GIVEN PROBLEM:
Collect each line below that contains the string "woman". Case counts.

LISTED ENTRIES:

○ ○ ○ ○ ○

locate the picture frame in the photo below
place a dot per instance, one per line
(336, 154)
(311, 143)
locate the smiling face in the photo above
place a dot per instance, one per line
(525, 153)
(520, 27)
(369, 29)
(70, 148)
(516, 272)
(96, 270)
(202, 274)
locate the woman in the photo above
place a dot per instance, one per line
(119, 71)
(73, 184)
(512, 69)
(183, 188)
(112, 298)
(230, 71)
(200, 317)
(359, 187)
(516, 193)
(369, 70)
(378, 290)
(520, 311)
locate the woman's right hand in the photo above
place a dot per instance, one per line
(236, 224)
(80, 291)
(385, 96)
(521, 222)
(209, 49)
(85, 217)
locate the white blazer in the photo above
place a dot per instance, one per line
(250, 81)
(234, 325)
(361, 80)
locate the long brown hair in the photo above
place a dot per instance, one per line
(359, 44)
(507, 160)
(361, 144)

○ ○ ○ ○ ○

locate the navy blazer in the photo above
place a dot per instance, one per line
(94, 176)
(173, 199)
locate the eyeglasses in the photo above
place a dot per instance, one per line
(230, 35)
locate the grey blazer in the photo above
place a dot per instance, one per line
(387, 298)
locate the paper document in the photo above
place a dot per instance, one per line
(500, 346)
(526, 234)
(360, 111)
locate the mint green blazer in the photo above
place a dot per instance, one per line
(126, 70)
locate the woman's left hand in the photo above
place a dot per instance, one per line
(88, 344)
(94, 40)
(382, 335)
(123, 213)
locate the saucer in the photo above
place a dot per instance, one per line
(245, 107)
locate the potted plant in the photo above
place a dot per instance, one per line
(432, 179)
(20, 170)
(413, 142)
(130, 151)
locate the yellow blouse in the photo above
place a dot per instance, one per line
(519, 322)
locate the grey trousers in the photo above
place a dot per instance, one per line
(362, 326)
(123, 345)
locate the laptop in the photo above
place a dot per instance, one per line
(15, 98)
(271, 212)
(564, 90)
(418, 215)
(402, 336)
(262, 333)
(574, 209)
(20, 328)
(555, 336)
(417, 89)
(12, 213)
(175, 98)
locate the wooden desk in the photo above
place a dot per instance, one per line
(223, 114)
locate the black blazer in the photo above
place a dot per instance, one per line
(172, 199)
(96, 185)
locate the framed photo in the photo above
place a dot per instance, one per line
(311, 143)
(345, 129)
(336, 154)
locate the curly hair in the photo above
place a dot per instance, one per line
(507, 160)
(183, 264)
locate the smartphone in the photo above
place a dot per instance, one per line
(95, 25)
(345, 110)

○ ○ ○ ○ ○

OUTPUT OF THE TASK:
locate the woman in the photo above
locate the woman's right hand in the photo above
locate the woman's left hand in the photo above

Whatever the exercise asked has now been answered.